Point-per-instance localization data:
__________________________________________________
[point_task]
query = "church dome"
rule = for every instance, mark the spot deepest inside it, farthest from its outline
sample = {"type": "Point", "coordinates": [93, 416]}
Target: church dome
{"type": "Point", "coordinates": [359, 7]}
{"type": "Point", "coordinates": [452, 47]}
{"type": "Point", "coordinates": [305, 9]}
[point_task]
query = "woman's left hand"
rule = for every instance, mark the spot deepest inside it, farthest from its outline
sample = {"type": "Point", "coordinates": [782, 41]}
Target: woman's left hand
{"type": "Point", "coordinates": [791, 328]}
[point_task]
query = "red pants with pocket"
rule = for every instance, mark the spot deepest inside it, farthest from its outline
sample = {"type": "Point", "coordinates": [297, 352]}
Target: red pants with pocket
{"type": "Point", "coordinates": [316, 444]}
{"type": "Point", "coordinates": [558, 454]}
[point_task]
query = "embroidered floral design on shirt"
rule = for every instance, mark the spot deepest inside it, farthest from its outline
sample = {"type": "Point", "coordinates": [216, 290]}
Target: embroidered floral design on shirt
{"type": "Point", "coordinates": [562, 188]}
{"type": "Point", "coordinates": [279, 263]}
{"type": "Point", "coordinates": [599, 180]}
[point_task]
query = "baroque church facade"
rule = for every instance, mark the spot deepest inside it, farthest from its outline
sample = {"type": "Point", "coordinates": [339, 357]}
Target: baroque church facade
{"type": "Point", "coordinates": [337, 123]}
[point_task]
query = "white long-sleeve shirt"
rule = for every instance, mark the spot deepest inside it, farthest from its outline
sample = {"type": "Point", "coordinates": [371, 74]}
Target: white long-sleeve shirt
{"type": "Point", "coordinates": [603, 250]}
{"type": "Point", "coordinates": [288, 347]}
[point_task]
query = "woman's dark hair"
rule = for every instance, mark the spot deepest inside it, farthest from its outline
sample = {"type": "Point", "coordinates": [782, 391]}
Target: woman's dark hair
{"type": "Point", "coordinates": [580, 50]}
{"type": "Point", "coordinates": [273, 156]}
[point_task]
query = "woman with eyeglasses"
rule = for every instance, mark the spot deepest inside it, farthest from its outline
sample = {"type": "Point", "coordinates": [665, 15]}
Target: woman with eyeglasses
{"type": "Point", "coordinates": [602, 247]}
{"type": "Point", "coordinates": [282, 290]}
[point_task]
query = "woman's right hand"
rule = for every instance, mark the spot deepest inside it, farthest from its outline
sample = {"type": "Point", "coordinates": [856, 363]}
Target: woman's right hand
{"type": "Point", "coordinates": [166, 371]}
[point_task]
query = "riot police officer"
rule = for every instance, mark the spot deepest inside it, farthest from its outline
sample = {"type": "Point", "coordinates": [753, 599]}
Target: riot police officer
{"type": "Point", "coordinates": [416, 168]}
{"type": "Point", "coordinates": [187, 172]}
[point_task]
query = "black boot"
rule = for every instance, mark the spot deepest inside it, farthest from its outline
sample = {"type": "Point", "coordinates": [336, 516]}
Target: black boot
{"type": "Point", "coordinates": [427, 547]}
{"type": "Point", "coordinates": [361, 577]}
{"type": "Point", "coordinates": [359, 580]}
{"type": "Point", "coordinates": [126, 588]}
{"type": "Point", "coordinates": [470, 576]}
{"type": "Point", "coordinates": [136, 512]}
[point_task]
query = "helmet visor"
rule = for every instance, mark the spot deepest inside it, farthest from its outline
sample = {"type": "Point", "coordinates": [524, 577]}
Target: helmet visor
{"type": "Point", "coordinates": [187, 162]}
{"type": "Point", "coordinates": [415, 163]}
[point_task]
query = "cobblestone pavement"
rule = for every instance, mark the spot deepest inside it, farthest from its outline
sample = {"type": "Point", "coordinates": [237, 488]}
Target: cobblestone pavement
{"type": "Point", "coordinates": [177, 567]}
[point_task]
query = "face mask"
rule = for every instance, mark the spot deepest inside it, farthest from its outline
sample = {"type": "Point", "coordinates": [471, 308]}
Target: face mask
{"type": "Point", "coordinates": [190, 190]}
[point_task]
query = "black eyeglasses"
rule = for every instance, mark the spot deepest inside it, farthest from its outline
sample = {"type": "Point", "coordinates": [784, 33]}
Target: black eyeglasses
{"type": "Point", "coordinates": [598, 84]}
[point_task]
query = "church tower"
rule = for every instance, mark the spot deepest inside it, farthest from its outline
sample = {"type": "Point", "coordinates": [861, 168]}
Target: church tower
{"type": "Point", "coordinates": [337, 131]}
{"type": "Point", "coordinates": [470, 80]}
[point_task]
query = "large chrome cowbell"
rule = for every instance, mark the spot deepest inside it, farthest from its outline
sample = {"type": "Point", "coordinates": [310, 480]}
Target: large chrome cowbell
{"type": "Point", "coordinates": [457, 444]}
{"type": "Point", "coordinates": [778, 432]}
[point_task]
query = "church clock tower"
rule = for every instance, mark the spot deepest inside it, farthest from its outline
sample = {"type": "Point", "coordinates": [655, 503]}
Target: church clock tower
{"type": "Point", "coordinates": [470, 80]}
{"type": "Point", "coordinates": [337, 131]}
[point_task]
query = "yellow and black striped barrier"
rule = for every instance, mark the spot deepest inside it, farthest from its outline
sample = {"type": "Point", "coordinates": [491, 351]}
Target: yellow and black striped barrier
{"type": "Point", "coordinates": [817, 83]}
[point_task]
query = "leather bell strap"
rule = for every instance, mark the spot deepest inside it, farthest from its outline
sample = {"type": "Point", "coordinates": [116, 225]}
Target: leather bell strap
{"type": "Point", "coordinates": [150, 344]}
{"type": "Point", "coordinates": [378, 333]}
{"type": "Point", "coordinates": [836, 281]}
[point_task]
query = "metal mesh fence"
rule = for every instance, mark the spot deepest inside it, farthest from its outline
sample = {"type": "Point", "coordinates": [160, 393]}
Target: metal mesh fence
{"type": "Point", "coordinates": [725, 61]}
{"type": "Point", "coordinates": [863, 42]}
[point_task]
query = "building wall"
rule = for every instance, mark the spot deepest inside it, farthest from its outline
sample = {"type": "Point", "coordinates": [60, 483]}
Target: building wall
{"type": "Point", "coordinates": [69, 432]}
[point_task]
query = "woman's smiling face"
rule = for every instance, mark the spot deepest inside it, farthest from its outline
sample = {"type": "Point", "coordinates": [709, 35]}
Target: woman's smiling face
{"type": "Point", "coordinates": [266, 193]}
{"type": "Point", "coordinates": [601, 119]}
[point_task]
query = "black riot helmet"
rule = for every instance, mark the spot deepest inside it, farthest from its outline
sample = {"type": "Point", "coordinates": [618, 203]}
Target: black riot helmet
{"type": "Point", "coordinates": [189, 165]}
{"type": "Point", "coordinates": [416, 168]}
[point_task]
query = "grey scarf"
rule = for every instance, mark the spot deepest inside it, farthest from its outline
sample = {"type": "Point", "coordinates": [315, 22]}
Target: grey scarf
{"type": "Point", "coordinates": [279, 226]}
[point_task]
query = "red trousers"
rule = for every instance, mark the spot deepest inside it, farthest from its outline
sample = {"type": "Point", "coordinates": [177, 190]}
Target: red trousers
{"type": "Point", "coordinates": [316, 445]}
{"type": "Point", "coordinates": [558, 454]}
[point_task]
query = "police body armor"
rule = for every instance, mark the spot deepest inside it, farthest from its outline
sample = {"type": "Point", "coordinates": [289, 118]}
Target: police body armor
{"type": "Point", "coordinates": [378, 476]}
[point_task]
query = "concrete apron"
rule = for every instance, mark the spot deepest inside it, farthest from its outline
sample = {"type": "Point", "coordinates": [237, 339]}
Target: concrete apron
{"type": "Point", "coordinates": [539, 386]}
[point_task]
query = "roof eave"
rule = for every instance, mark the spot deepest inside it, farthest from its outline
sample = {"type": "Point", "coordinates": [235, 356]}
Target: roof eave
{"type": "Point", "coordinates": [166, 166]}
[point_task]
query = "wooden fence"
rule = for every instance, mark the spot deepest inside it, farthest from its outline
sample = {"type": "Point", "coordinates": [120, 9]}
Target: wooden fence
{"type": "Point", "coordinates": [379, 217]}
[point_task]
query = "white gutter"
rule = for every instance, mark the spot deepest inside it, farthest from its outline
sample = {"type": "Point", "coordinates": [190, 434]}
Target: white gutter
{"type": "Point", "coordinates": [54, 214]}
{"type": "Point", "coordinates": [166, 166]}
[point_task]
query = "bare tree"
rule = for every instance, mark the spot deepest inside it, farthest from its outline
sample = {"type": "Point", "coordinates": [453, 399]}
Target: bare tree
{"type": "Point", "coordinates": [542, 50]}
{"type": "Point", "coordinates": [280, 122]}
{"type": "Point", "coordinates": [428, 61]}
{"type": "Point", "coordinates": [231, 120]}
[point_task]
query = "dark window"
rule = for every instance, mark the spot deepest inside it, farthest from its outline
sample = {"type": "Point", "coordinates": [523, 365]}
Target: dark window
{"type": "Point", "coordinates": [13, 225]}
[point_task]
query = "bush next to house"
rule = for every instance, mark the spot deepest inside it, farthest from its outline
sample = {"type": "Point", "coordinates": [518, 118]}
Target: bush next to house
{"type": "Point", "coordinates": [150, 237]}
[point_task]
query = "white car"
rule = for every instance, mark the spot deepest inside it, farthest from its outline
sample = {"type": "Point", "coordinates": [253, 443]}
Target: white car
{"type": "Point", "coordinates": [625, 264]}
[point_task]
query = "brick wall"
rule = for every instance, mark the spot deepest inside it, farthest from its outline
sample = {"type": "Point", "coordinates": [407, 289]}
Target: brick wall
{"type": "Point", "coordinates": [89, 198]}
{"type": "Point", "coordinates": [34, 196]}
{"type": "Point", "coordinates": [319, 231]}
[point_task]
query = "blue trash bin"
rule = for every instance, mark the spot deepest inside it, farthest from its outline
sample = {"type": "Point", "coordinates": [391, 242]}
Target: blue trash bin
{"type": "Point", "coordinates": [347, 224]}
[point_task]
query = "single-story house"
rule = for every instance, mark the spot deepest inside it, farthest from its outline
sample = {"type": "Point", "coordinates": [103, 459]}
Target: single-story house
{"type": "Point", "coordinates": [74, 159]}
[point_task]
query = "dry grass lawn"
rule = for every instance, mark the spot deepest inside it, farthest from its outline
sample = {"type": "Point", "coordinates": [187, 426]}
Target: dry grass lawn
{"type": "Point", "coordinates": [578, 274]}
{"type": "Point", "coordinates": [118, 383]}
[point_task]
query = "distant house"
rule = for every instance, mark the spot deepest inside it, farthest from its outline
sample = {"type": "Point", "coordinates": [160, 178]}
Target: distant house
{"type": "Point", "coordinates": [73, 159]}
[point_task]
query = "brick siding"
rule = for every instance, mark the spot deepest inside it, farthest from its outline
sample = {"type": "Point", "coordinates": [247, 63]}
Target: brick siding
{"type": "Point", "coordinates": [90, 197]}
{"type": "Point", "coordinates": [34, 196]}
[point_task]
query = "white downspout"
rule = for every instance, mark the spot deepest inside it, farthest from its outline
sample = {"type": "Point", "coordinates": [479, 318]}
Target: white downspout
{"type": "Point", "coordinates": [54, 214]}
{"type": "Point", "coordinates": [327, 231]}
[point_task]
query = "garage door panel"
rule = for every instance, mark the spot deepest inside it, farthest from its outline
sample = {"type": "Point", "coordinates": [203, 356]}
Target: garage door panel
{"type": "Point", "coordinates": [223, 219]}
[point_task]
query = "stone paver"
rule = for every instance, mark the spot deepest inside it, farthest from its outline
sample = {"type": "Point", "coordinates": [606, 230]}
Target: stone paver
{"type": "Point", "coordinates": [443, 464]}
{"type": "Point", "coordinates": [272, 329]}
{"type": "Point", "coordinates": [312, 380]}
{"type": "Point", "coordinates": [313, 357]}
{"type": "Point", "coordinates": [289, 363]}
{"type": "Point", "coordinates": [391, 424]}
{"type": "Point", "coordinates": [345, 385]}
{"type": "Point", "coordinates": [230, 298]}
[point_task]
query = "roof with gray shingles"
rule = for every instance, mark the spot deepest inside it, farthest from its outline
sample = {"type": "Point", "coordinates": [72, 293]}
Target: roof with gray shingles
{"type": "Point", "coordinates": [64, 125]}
__________________________________________________
In the entries above, copy the lines from the one that contains "Target: stone paver" through the last line, exactly as they appear.

Target: stone paver
{"type": "Point", "coordinates": [443, 464]}
{"type": "Point", "coordinates": [272, 329]}
{"type": "Point", "coordinates": [312, 380]}
{"type": "Point", "coordinates": [313, 357]}
{"type": "Point", "coordinates": [289, 363]}
{"type": "Point", "coordinates": [391, 424]}
{"type": "Point", "coordinates": [345, 385]}
{"type": "Point", "coordinates": [230, 298]}
[point_task]
query = "roof with gray shingles"
rule = for every instance, mark the spot deepest inside it, farthest from its outline
sample = {"type": "Point", "coordinates": [72, 293]}
Target: roof with gray shingles
{"type": "Point", "coordinates": [64, 125]}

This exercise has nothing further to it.